Aufgabenstellung
1) Geben Sie im Interview zur Rentenpolitik den Abschnitt von „Eine Neujustierung des“ bis „erreicht werden kann.“ wieder und ersetzen Sie dabei „Diskussionsbedarf“ durch „Klärungsbedarf“.
2) Beantworten Sie anhand des Interviews zur Rentenpolitik die folgenden Fragen:
(a) Welcher Gewerkschaft steht Michael Vassiliadis vor?
(b) Wer hat das Rentenkonzept der SPD vorgelegt?
(c) Wer meint, die Konzepte von SPD und CDU unterschieden sich gar nicht so viel?
3) Führen Sie das Interview zur Rentenpolitik im Anschluss an seinen letzten Satz weiter.

Vorliegender Text
# # # # #

Eine Neujustierung des gesetzlichen Rentensystems erfordere, den Anteil schlecht bezahlter Arbeit zu verringern, sagt Michael Vassiliadis. Der Vorsitzende der IG Bergbau, Chemie, Energie sieht beim SPD-Rentenkonzept Diskussionsbedarf vor allem bei der Frage, wie das geplante Rentenniveau erreicht werden kann.

Michael Vassiliadis im Gespräch mit Peter Kapern | 11.09.2012
    Peter Kapern: Andere Nationen wären vielleicht schon froh, wenn sie nur ein Konzept für die Vermeidung von Altersarmut hätten; wir haben gleich zwei davon und möglicherweise sind wir nicht einmal gezwungen, uns für das eine oder andere zu entscheiden, denn beide passen ganz gut zueinander - das der CDU, ausgearbeitet von Arbeitsministerin Ursula von der Leyen, und das der SPD, vorgelegt von Parteichef Sigmar Gabriel -, weshalb der FDP angesichts einer sich vielleicht schon andeutenden großkoalitionären Rentenpolitik bereits die Halsschlagader schwillt. Wir haben das hier eben gehört. Fest steht: die Konzepte von SPD und CDU, meint jedenfalls Gerhard Schröder, unterscheidet gar nicht so viel.

# # # # #

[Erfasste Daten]
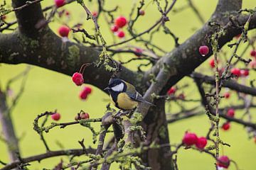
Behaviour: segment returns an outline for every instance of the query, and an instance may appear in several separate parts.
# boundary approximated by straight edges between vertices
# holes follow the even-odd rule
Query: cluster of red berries
[[[127,23],[127,20],[124,16],[119,16],[114,20],[114,25],[111,27],[111,30],[119,38],[125,36],[124,32],[120,28],[124,27]]]
[[[198,137],[195,133],[186,132],[182,139],[182,143],[187,147],[195,144],[199,149],[203,149],[207,144],[207,139],[204,137]]]
[[[229,108],[227,111],[226,115],[228,115],[228,117],[234,118],[235,110],[233,108]],[[230,128],[230,122],[224,123],[221,126],[221,128],[224,131],[228,130]]]
[[[207,144],[207,139],[204,137],[198,137],[195,133],[186,132],[182,139],[182,143],[187,147],[193,144],[199,149],[203,149]],[[217,165],[219,167],[228,168],[230,160],[227,156],[219,157],[217,159]]]
[[[55,112],[51,115],[50,117],[53,120],[58,121],[60,119],[60,114],[58,112]]]
[[[250,62],[252,69],[256,69],[256,50],[252,50],[250,55],[253,57],[252,61]]]
[[[75,117],[75,120],[81,120],[81,119],[88,119],[90,118],[90,115],[88,113],[82,112],[79,114],[78,114]]]
[[[81,100],[85,100],[88,95],[92,93],[92,88],[90,86],[85,86],[79,94],[79,97]]]
[[[218,61],[217,61],[217,63],[218,62]],[[214,59],[210,59],[209,60],[209,64],[210,67],[211,68],[214,68],[215,67],[215,63],[214,63]],[[224,69],[224,68],[223,68]],[[223,69],[220,69],[220,74],[221,74],[222,72],[223,72]],[[240,69],[238,68],[233,68],[230,70],[230,72],[236,76],[237,77],[240,77],[240,76],[247,76],[249,75],[249,70],[248,69]]]

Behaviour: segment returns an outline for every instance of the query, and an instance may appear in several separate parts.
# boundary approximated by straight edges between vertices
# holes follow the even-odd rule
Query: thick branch
[[[69,76],[79,71],[84,63],[98,60],[99,51],[71,42],[63,42],[50,29],[45,28],[36,40],[16,32],[0,34],[0,62],[27,63],[54,70]],[[138,73],[122,68],[120,76],[137,84]],[[105,68],[88,67],[84,72],[85,83],[103,89],[107,86],[112,73]]]
[[[30,157],[26,157],[22,159],[22,162],[21,160],[16,160],[11,164],[7,164],[4,168],[0,169],[0,170],[9,170],[16,167],[20,164],[26,164],[34,161],[41,161],[43,159],[58,157],[62,155],[74,155],[74,156],[80,156],[82,154],[85,154],[86,153],[94,154],[95,150],[93,149],[88,149],[87,150],[84,149],[68,149],[68,150],[59,150],[59,151],[50,151],[48,152],[45,154],[34,155]]]

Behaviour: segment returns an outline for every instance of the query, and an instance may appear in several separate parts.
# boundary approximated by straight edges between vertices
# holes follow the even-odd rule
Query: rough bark
[[[151,149],[146,152],[142,158],[149,166],[154,170],[174,169],[171,157],[167,153],[171,152],[169,130],[165,113],[165,101],[158,100],[155,103],[157,107],[153,107],[144,119],[143,128],[146,132],[146,142],[155,142],[161,147],[159,149]]]
[[[26,0],[13,0],[15,6],[25,4]],[[217,21],[223,26],[228,23],[227,13],[236,13],[241,8],[242,0],[220,0],[216,10],[210,21]],[[33,13],[33,17],[31,17]],[[98,59],[99,51],[81,45],[68,42],[64,43],[47,26],[37,30],[35,25],[43,18],[40,4],[28,6],[26,10],[16,12],[18,31],[12,34],[0,34],[0,62],[9,64],[28,63],[54,70],[67,75],[72,75],[78,68],[87,62],[95,62]],[[239,21],[244,24],[247,16],[240,16]],[[250,29],[256,27],[256,16],[252,17]],[[31,30],[30,30],[31,28]],[[149,86],[149,74],[154,73],[156,83],[153,83],[146,90],[145,98],[151,101],[151,94],[165,94],[170,86],[177,83],[184,76],[190,74],[193,70],[202,64],[211,55],[202,57],[198,52],[198,47],[208,45],[206,37],[214,33],[214,28],[206,23],[203,27],[189,38],[185,42],[167,53],[149,72],[142,74],[134,73],[123,67],[119,77],[136,84],[141,91],[146,91]],[[219,39],[221,47],[229,42],[240,30],[228,26],[226,34]],[[163,68],[165,64],[168,69]],[[103,89],[108,83],[111,73],[104,68],[86,68],[84,77],[86,83]],[[142,106],[139,110],[146,118],[144,127],[148,134],[148,141],[156,141],[159,144],[169,143],[168,128],[164,113],[164,102],[156,102],[158,107],[148,112],[148,107]],[[147,114],[147,113],[149,113]],[[165,132],[163,132],[163,130]],[[162,135],[164,134],[165,135]],[[153,169],[172,169],[171,158],[164,159],[165,153],[170,151],[169,147],[149,150],[144,155],[144,159]]]
[[[17,159],[19,152],[18,142],[16,137],[14,127],[13,125],[11,115],[8,112],[8,106],[6,100],[6,95],[0,90],[0,122],[4,140],[8,147],[9,159],[14,162]]]

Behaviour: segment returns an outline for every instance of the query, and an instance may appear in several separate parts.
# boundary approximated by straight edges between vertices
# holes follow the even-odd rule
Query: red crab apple
[[[73,74],[72,80],[77,86],[81,86],[84,82],[82,74],[78,72]]]
[[[230,164],[230,160],[227,156],[221,156],[218,158],[217,160],[218,166],[227,169],[228,168]]]
[[[167,91],[167,94],[168,95],[171,95],[175,93],[175,91],[176,91],[175,87],[171,87],[170,89],[169,89],[169,91]]]
[[[59,113],[55,113],[50,115],[51,118],[54,120],[59,120],[60,118],[60,114]]]
[[[139,11],[139,15],[141,15],[141,16],[145,15],[145,11],[144,11],[144,10],[140,10],[140,11]]]
[[[235,76],[240,76],[241,75],[240,69],[238,68],[233,68],[231,69],[231,73],[234,74]]]
[[[225,131],[229,130],[230,128],[230,123],[225,123],[222,125],[221,128]]]
[[[229,98],[230,97],[230,94],[229,92],[225,92],[225,93],[224,94],[224,97],[225,97],[225,98]]]
[[[61,26],[58,28],[58,33],[61,37],[68,37],[70,29],[66,26]]]
[[[125,36],[124,32],[122,30],[120,30],[117,33],[117,37],[122,38],[124,38]]]
[[[198,149],[203,149],[207,144],[207,139],[204,137],[198,137],[196,143],[196,147]]]
[[[111,27],[111,30],[113,32],[113,33],[115,33],[118,30],[118,27],[117,26],[112,26]]]
[[[114,24],[119,28],[123,28],[127,23],[127,21],[124,16],[119,16],[114,21]]]
[[[209,53],[209,47],[206,45],[200,46],[199,52],[202,56],[206,56]]]

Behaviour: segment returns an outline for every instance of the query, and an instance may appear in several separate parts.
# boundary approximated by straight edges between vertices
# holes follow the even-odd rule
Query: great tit
[[[109,91],[113,104],[122,110],[132,110],[140,102],[154,106],[145,101],[132,84],[122,79],[110,79],[108,86],[105,90]]]

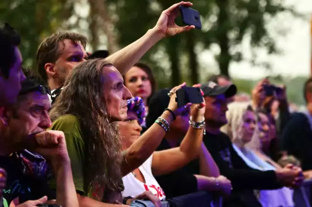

# # # # #

Erwartete Antworten
1)
Eine Neujustierung des gesetzlichen Rentensystems erfordere, den Anteil schlecht bezahlter Arbeit zu verringern, sagt Michael Vassiliadis. Der Vorsitzende der IG Bergbau, Chemie, Energie sieht beim SPD-Rentenkonzept Klärungsbedarf vor allem bei der Frage, wie das geplante Rentenniveau erreicht werden kann.

2)
(a) Der IG Bergbau, Chemie, Energie.
(b) Parteichef Sigmar Gabriel.
(c) Gerhard Schröder.

3)
    Bei uns am Telefon ist nun Michael Vassiliadis, der Vorsitzende der Industriegewerkschaft Bergbau, Chemie und Energie. Guten Morgen!

    Michael Vassiliadis: Guten Morgen, Herr Kapern.

    Kapern: Herr Vassiliadis, schauen wir doch zunächst einmal auf das Rentenkonzept, das SPD-Chef Sigmar Gabriel da gestern vorgelegt hat. Sorgt das dafür, dass der SPD jetzt die Arbeitnehmerherzen wieder zufliegen?

    Vassiliadis: Da bin ich noch nicht ganz sicher. Das sind ja auch zwei verschiedene Dinge. Das eine ist, dass das Thema Rente und auch die Probleme, die wir in der Zukunft erwarten können, jetzt wieder auf dem Tisch liegt – zum einen, weil die Bundesregierung nun offiziell bestätigt hat, dass Altersarmut droht, das ist ja lange bestritten worden, für viele Arbeitnehmerinnen und Arbeitnehmer, und natürlich die SPD die Debatte, nachdem wir uns jahrelang über die Frage des Rentenzugangsalters gestritten haben, etwas konzeptioneller wieder angeht und etwas auf den Tisch legt, über das man reden kann.

    Kapern: Wo genau sehen Sie denn Nachbesserungsbedarf am SPD-Konzept?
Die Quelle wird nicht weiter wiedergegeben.